What is being asked ->
Every line with the word "pillar" in it should be extracted from the data that follows.

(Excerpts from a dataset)
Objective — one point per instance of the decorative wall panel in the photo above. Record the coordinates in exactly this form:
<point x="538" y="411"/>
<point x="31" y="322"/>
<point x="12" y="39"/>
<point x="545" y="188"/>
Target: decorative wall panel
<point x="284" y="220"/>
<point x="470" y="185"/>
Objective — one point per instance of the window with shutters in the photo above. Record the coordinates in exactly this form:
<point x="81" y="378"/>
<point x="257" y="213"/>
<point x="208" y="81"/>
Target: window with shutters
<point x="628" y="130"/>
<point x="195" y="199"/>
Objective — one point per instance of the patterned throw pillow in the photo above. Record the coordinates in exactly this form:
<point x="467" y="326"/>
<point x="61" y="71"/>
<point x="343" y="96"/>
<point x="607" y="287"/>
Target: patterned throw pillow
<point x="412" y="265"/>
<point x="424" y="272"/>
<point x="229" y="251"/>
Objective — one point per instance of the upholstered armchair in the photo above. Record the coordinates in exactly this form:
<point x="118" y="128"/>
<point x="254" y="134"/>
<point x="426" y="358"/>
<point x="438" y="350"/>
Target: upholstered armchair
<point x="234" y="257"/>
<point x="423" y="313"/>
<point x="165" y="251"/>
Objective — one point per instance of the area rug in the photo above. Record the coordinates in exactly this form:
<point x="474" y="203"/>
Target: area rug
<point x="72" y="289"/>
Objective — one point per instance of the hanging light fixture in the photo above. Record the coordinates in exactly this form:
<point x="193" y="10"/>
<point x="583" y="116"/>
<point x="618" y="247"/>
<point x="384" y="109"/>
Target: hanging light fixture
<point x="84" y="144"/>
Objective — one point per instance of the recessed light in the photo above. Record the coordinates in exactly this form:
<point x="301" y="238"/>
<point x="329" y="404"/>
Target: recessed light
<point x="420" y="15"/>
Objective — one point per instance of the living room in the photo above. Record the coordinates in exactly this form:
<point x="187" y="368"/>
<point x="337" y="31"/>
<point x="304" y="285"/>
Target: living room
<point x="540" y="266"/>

--

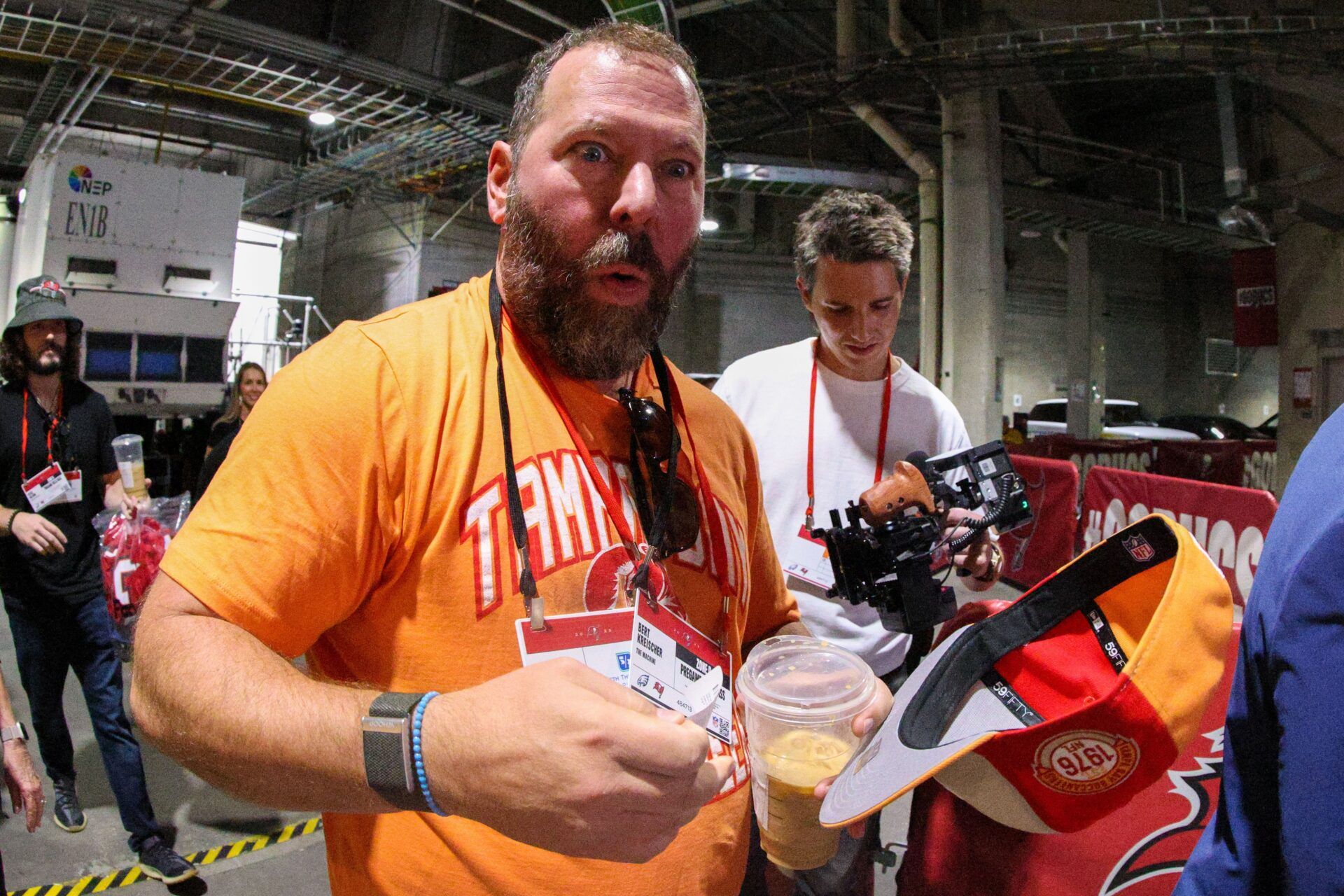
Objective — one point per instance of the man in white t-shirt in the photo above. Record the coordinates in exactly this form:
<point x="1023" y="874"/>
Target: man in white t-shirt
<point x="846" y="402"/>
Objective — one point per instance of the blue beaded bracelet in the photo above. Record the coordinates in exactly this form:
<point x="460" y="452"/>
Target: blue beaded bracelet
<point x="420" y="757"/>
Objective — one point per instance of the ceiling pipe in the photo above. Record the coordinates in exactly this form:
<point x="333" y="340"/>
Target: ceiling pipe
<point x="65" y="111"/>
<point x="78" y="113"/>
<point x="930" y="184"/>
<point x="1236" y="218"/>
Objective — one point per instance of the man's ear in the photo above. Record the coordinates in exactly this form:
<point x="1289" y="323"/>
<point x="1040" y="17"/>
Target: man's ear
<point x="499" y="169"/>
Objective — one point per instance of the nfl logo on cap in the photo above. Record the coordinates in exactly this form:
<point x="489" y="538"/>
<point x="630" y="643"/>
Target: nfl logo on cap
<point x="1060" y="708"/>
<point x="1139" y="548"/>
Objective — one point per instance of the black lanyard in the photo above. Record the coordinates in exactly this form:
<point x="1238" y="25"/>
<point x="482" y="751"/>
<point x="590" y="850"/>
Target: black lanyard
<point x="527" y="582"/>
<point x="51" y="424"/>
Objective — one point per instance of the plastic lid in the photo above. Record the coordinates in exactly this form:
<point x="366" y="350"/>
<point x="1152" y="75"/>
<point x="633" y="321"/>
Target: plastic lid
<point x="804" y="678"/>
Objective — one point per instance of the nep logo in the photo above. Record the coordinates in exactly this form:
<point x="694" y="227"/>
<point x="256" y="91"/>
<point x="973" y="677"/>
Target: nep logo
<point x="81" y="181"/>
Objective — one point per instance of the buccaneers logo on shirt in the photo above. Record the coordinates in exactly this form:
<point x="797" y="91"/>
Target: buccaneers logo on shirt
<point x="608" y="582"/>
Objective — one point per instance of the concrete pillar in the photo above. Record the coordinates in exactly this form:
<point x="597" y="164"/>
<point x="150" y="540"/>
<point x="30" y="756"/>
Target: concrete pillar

Result below ->
Objective — one point per instance of the concrete pillar in the photo above. Record the coordinates in exactly this form:
Target: concrete pillar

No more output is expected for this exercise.